- _WHAT YOU NEED TO DO_: What is needed here is an exact printout of the data, with no pictures included.

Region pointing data
_ _ _ _ _ _ _

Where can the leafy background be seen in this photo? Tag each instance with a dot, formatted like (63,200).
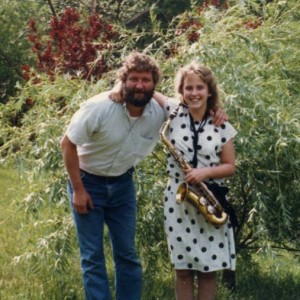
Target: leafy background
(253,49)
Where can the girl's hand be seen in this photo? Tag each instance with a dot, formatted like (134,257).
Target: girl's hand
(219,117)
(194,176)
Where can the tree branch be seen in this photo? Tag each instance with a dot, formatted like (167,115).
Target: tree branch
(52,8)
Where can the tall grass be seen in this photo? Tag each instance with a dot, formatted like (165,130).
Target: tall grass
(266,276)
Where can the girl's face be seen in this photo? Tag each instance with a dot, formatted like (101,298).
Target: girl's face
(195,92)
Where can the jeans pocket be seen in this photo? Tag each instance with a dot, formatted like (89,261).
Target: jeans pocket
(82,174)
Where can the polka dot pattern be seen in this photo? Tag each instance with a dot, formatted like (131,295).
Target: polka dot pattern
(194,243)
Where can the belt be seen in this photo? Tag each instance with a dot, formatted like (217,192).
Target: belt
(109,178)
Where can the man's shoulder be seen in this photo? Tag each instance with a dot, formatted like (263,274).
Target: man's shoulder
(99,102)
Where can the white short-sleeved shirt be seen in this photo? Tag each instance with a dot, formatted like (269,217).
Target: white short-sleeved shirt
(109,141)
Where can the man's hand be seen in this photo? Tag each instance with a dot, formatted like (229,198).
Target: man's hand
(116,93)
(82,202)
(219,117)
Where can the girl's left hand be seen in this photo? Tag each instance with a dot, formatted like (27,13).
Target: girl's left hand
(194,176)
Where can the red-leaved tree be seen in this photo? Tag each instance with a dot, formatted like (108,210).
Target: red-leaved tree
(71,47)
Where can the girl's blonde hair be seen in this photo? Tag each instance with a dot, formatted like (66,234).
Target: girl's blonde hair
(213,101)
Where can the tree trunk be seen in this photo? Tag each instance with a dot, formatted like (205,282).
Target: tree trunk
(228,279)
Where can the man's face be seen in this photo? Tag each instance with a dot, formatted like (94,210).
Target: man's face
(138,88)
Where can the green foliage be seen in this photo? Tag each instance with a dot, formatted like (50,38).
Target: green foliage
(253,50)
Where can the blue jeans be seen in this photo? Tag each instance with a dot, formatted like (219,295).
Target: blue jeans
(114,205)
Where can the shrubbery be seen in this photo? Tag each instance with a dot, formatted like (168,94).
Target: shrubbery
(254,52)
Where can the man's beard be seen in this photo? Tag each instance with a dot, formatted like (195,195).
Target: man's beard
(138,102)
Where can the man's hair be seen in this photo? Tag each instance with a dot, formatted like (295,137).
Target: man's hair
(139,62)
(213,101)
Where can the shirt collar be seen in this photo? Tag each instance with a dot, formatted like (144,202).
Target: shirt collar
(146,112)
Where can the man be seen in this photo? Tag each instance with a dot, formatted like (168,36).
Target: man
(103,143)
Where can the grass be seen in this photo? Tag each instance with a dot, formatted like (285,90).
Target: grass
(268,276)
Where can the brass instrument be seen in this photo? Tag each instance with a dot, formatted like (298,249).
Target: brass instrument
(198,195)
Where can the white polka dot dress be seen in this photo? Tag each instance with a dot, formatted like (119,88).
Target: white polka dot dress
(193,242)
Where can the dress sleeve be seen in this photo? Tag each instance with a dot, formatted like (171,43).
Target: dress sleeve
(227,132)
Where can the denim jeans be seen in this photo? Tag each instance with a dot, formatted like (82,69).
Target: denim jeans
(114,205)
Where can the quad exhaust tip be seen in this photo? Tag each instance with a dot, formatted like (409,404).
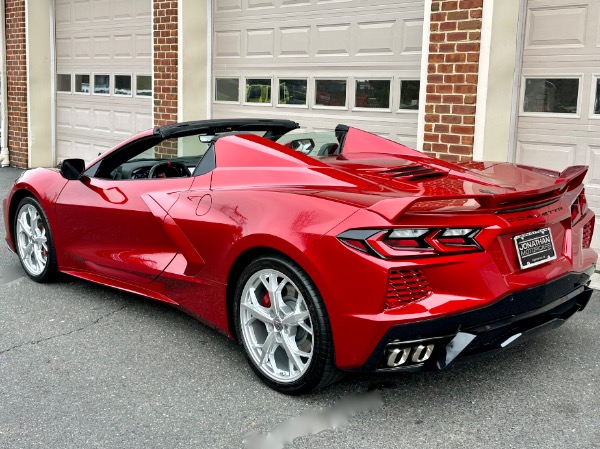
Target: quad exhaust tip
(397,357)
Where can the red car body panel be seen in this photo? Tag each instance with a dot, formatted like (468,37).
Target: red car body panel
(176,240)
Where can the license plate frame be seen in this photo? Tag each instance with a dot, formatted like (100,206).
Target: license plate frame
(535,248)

_ _ _ _ _ _ _

- _EXERCISE RESULT_:
Where can the leafy background be seen in this photo? Tag each instance with a dot, formatted like (63,200).
Target: leafy background
(253,49)
Where can the girl's hand be seen in this photo? Tag each instance with a dot, formatted like (134,257).
Target: girl's hand
(219,117)
(194,176)
Where can the tree branch be seen in this photo? Tag each instance with a dot, formatted like (167,115).
Target: tree branch
(52,8)
Where can the tall grass be seen in this photo? Tag each instance with a dot, formatted like (165,130).
Target: tall grass
(266,276)
Where can the girl's face be seen in this photo? Tag each instance with a dot, formatted like (101,298).
Target: girl's face
(195,92)
Where can the jeans pocket be seen in this photo? Tag each instance with a dot, formatted like (89,261).
Target: jeans pocket
(82,174)
Where can the polka dot pattern be seen in this photo? Tag each instance with a dot, formatted like (131,295).
Target: polka dot pattern
(194,243)
Where can the belt be seen in this photo? Tag each instance with a dot, formatted like (217,192).
Target: belt
(109,178)
Where can the man's shoulder be seen in this photo? Tag each instance with a dot, formatted like (263,274).
Target: man's shoulder
(99,102)
Where can the white short-sleeved shirt be seen in this photo? Tag each instance with a dot, formatted like (269,217).
Target: white short-sleeved shirt
(109,141)
Where can the man's hand be seen in this photo? Tag each instance with a dot, formatted like (229,198).
Target: man's hand
(116,93)
(82,202)
(219,117)
Where can the girl's left hand be seen in this photo? Tag each instance with a dot, formatted like (27,13).
Target: girl's left hand
(194,176)
Where can the red-leaved tree be seen in this photo? Tag each instance with a dot, formatted like (108,210).
Target: red-leaved tree
(71,47)
Where can the girl's blonde hair be seen in this photo? Tag each instance with a dot, formatted like (66,234).
Target: girl's blonde hair
(213,101)
Where can the tree trunk be seen in this photo? Tag each instance with a dot, formatted like (205,282).
Target: tree trunk
(228,279)
Where can the man's face be seen in this photo? Tag each instance with a dot, formatted like (94,210).
Target: man's face
(138,88)
Where can the green foliage be seen in this photo? Tag each instance with a dot, formatted like (50,38).
Target: green foliage
(253,50)
Where can the blue jeans be seen in this photo? Tag each instance with a dot, formatted like (219,295).
Target: blue jeans
(114,205)
Where can the shrubbery be seen in this photo? Tag each instance with a dot, formatted like (168,94).
Target: shrubbery
(254,52)
Where can the man's beard be seen in this photo? Tag each instance with a dot, formatted like (195,195).
Target: man's beard
(138,102)
Where can the man's hair be seen in this photo? Tag each instance with a dot, formatted like (295,137).
Target: man's hair
(139,62)
(213,101)
Where can the shirt collar be seen in this photo? Tag each instance with a dot, formatted like (144,202).
Target: shirt collar
(146,112)
Where can the man be seen in this photo? Tag each instance with a dot, formatted like (168,36).
Target: man
(103,143)
Where can the grass be seen in this photo? Tag each instance with a dot, formatted like (285,90).
Target: grass
(268,276)
Where can the brass instrument be seen in this photo? Tag each instance with a dot, formatted like (298,249).
Target: brass instrument
(198,195)
Where can the white polka dot dress be seen in this photo? Tag each instance with a dot, formatted like (119,88).
Target: white polka dot dress
(193,242)
Where can the dress sleeve be seen in this photo? Tag each instance with a dot, formatted like (171,43).
Target: dress sleeve
(227,132)
Where can the denim jeans be seen in this photo? Tag each instance with a dot, formatted like (82,69).
Target: denim jeans
(114,205)
Where can the quad exhaust tip be seen in this photo? Tag each instance with a dot, formatted like (409,404).
Target: quad exhaust tip
(397,357)
Where can the red car body panel be seen in this photo? Tag each instance with a dot, formatted like (468,37).
Target: red car body panel
(176,240)
Where can the license plate frame be seen in this photo? Tag each instance with a dot, formatted like (100,206).
Target: license plate frame
(535,248)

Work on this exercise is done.